## Aim of the task
Search the records below for the string "wooden" and copy each line where it turns up.

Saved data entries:
= Beginning of Section =

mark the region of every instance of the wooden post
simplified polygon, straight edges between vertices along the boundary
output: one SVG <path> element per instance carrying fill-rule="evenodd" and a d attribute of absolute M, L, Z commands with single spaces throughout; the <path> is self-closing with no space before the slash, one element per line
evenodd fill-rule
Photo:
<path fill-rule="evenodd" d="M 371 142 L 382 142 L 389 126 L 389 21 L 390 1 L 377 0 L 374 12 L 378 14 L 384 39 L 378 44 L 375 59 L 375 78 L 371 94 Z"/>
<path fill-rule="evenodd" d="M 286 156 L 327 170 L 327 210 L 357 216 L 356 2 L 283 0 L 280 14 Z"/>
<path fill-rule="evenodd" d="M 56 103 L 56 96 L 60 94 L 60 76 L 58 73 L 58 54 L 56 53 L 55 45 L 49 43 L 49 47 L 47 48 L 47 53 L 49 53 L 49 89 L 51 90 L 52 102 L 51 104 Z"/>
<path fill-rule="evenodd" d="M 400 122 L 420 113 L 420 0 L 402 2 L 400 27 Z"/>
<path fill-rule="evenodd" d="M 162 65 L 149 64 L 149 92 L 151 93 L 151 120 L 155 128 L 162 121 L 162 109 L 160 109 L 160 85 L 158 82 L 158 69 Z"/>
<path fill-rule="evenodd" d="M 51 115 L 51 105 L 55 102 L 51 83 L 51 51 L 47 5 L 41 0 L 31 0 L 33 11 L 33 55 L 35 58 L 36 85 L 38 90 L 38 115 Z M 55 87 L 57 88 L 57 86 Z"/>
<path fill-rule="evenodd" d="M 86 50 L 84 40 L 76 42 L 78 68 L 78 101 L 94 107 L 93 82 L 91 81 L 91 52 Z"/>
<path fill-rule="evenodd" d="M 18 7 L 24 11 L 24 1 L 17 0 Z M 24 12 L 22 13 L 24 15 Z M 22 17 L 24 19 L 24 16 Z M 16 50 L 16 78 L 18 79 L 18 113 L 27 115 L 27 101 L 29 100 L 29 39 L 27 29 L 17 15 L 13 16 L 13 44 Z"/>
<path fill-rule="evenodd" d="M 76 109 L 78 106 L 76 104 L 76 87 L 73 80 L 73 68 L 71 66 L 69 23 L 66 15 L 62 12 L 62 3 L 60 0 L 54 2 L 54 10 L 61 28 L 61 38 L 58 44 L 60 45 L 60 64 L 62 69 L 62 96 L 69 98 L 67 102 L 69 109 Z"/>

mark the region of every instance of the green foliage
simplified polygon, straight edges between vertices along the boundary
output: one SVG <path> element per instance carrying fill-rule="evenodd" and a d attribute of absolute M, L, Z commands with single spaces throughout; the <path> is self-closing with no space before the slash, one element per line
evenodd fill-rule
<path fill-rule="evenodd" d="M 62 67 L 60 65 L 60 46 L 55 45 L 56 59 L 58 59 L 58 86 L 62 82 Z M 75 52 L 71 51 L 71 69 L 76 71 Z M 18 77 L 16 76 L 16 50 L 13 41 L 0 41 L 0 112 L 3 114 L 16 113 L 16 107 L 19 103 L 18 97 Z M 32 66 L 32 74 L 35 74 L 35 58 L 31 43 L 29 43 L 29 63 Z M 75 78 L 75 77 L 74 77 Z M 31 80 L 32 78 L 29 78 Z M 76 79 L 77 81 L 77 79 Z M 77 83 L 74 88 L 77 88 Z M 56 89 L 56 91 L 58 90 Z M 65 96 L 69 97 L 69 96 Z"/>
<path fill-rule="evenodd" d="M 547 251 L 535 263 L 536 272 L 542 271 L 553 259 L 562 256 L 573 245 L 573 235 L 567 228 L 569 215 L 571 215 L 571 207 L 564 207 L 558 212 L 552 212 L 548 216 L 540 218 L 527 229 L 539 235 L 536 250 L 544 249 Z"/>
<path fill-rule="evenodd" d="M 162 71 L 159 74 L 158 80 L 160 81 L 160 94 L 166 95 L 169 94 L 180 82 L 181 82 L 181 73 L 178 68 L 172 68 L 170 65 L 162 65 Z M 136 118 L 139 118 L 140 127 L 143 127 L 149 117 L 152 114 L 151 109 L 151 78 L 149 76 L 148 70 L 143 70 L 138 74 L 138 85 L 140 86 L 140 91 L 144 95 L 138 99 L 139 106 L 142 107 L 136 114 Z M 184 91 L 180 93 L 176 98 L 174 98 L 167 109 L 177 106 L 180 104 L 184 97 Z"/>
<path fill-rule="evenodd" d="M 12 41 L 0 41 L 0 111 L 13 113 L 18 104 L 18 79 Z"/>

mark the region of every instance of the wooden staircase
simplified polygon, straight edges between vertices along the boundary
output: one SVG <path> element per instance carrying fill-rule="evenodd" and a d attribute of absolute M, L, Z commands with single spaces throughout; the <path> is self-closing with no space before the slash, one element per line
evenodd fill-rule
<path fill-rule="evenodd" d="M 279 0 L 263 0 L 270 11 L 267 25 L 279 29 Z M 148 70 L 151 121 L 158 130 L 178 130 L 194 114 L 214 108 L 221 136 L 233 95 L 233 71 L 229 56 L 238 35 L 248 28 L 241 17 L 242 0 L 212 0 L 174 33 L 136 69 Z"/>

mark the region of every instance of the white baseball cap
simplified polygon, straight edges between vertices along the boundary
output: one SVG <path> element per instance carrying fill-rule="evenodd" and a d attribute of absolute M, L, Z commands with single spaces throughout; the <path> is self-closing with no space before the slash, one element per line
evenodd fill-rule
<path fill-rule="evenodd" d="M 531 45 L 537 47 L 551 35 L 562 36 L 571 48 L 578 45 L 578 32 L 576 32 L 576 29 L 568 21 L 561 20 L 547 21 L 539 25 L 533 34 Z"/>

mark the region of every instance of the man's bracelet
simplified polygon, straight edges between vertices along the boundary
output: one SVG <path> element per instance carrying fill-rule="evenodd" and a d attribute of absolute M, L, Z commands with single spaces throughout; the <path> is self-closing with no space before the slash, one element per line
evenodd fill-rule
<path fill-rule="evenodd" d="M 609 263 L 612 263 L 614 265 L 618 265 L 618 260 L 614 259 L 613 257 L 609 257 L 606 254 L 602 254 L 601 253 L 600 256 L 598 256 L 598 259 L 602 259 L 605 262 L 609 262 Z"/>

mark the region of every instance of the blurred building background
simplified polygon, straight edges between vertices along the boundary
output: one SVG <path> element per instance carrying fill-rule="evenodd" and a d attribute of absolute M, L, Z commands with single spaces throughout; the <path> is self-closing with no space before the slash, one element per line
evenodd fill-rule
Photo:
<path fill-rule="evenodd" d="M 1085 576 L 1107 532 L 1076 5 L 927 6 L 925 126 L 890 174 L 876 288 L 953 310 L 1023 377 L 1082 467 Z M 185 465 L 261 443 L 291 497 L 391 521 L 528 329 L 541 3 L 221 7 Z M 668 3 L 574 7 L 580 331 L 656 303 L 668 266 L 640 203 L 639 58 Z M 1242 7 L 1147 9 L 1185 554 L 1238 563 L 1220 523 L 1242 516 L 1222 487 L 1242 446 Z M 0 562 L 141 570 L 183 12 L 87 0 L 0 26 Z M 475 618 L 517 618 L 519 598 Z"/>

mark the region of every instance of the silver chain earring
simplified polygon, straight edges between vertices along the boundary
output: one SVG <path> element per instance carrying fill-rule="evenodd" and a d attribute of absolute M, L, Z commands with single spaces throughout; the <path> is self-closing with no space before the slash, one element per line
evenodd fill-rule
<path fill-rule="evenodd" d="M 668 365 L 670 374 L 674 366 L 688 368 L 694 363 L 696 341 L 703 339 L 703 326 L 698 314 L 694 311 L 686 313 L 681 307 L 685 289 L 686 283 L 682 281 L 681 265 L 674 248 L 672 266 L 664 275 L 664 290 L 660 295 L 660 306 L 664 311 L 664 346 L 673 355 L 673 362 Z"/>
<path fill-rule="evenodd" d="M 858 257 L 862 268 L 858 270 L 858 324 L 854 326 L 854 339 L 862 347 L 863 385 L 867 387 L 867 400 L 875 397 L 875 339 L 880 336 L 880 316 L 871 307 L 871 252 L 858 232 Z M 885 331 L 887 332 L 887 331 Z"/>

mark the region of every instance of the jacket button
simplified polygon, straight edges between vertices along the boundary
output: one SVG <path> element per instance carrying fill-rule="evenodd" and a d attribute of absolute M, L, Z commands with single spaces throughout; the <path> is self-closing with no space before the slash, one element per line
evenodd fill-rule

= End of Section =

## Reply
mark the region of every instance of the wooden post
mark the region of every instance of the wooden staircase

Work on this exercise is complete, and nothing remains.